§ **Given records**
########################################

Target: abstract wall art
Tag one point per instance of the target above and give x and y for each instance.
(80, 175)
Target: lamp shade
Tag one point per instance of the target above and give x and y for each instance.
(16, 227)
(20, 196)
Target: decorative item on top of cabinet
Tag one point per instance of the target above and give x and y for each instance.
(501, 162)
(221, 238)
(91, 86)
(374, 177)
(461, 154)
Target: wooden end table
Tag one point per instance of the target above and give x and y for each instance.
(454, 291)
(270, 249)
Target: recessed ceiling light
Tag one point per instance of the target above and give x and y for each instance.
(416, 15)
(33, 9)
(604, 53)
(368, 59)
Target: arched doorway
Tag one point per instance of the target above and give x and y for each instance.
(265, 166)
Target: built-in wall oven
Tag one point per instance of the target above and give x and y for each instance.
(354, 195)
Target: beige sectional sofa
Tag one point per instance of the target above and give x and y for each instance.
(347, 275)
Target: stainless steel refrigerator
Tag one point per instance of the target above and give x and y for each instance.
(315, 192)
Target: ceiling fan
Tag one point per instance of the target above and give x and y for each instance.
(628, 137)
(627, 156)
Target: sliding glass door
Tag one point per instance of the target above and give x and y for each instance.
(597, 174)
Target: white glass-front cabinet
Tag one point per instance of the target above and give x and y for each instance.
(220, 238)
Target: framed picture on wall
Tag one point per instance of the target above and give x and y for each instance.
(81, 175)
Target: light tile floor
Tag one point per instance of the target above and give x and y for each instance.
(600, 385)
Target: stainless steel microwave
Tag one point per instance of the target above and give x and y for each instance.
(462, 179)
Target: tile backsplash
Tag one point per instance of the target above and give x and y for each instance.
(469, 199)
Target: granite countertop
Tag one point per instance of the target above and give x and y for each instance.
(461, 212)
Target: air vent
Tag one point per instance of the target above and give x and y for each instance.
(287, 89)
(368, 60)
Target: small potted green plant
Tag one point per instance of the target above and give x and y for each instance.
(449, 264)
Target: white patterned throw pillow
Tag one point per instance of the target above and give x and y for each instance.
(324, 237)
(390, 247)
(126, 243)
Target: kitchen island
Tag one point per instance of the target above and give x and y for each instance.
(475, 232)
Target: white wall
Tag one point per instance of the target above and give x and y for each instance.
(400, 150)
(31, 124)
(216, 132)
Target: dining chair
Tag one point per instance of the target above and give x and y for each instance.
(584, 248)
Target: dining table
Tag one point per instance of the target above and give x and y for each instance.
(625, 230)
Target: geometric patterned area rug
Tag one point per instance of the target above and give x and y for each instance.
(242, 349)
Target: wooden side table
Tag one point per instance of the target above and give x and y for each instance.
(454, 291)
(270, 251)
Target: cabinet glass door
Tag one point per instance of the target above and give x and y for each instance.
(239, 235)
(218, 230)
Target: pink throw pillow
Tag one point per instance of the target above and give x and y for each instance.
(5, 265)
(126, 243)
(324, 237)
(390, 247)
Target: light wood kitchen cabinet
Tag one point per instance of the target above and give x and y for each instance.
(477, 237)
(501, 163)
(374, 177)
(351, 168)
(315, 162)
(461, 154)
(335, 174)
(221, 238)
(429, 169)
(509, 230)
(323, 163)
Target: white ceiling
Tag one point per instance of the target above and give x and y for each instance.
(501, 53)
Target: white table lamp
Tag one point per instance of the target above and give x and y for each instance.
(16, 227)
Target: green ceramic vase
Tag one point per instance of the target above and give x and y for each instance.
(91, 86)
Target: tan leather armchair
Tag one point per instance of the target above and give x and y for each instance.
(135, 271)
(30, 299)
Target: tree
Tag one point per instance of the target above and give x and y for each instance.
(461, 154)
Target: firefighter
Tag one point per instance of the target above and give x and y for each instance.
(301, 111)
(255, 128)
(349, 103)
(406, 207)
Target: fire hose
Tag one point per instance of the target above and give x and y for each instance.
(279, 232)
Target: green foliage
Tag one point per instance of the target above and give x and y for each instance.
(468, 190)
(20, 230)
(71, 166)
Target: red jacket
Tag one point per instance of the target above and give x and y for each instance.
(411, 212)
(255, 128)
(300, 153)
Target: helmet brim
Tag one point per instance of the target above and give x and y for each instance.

########################################

Copy all of the data above word for word, keeping every line in its original order.

§ **The response**
Target: abstract wall art
Tag one point per instance of the target above and give x and y for each instance.
(80, 175)
Target: lamp shade
Tag one point per instance of the target above and give x and y for each instance.
(16, 227)
(20, 196)
Target: decorative item on top of cabinet
Tag one point per instance of the target above and give x and y for each instance.
(501, 162)
(221, 238)
(91, 86)
(374, 177)
(461, 154)
Target: wooden end table
Tag one point per instance of the target above and give x and y for each instance.
(454, 291)
(270, 249)
Target: recessed ceiling light
Tag one point per instance of the target above and give x and y for each instance.
(416, 15)
(33, 9)
(604, 53)
(368, 59)
Target: arched doorway
Tag one point per instance of the target above and give x and y for each instance.
(265, 166)
Target: built-in wall oven
Tag one point per instance of the target above and give x and y for each instance.
(354, 195)
Target: beige sectional sofa
Tag one point per instance of the target above and give x and y for each instance.
(347, 275)
Target: stainless steel refrigerator
Tag one point per instance of the target above and give x and y for each instance.
(315, 192)
Target: ceiling fan
Tag one point per instance of the target above and give x and y for each instance.
(628, 137)
(627, 156)
Target: sliding glass door
Tag one point per instance of the target above and give x and y for each instance.
(597, 174)
Target: white glass-front cabinet
Tag one point per instance of the target above and give x and y for each instance.
(220, 238)
Target: framed picture on wall
Tag one point per instance of the target above and give x and y for each instance.
(81, 175)
Target: light tile floor
Tag one point per instance of the target above and give x and y for each instance.
(600, 385)
Target: stainless steel microwave
Tag one point per instance of the target above and give x and y for each instance.
(462, 179)
Target: tile backsplash
Tag one point per instance of the target above and give x and y for each instance.
(469, 199)
Target: granite countertop
Tag one point per instance of the target above and give x and y for each instance.
(461, 212)
Target: air vent
Tag one point per instance of the target above and give x and y for each instance.
(287, 89)
(368, 60)
Target: small potted green plant
Tag one point per instance of the target above and give x and y for each instance.
(449, 264)
Target: white patterned throw pillow
Tag one point per instance of the target above and give x and y for each instance.
(324, 237)
(390, 247)
(126, 243)
Target: kitchen island
Tag one point per instance of the target above and give x and y for each instance.
(475, 232)
Target: white wall
Tag one point per instance of the target above and give x and y for each instance.
(400, 150)
(31, 124)
(216, 132)
Target: dining chair
Tag one point per instance of the target above and give x and y for each instance.
(584, 248)
Target: dining table
Tag one point per instance of the target above and give x and y for each instance.
(625, 230)
Target: geometric patterned area rug
Tag one point per instance of the target above and give x and y for each instance.
(242, 349)
Target: wooden side table
Tag one point per instance of the target above and give x and y for each instance.
(454, 291)
(270, 251)
Target: cabinet glass door
Tag one point per instance of the target above and give x and y for each instance.
(239, 235)
(218, 230)
Target: pink throw pillow
Tag one point per instance of the target above and give x and y for each instance.
(5, 265)
(126, 243)
(324, 237)
(390, 247)
Target: light wood kitchen cabinet
Tag one point per instance of the target above and give x and y for each instance.
(477, 237)
(501, 163)
(374, 177)
(351, 168)
(315, 162)
(461, 154)
(335, 174)
(221, 238)
(429, 169)
(509, 230)
(323, 163)
Target: white ceiling
Tag one point per instance of the target above and give x and y for each instance.
(501, 53)
Target: white table lamp
Tag one point per instance of the target above and give x and y for each instance.
(16, 227)
Target: green ceramic vase
Tag one point per instance of the target above and give x and y for each instance.
(91, 86)
Target: tan leather armchair
Tag one point per instance of the target above and give x and y for each instance.
(135, 271)
(30, 299)
Target: tree
Tag one point per instance of the target above and give x and y for each instance.
(461, 154)
Target: firefighter
Tag one point per instance of the target above and give x and y for each instance.
(301, 111)
(255, 128)
(349, 103)
(406, 207)
Target: fire hose
Tag one point per instance of the target above and give x and y for each instance.
(279, 232)
Target: green foliage
Tag one point per instance of the target above and give x and y for each instance.
(468, 190)
(20, 230)
(71, 166)
Target: red jacket
Tag one point per instance of the target above and give x and y for each instance.
(411, 212)
(255, 128)
(300, 153)
Target: helmet brim
Tag one point per instance of the target above and give x and y for each instance.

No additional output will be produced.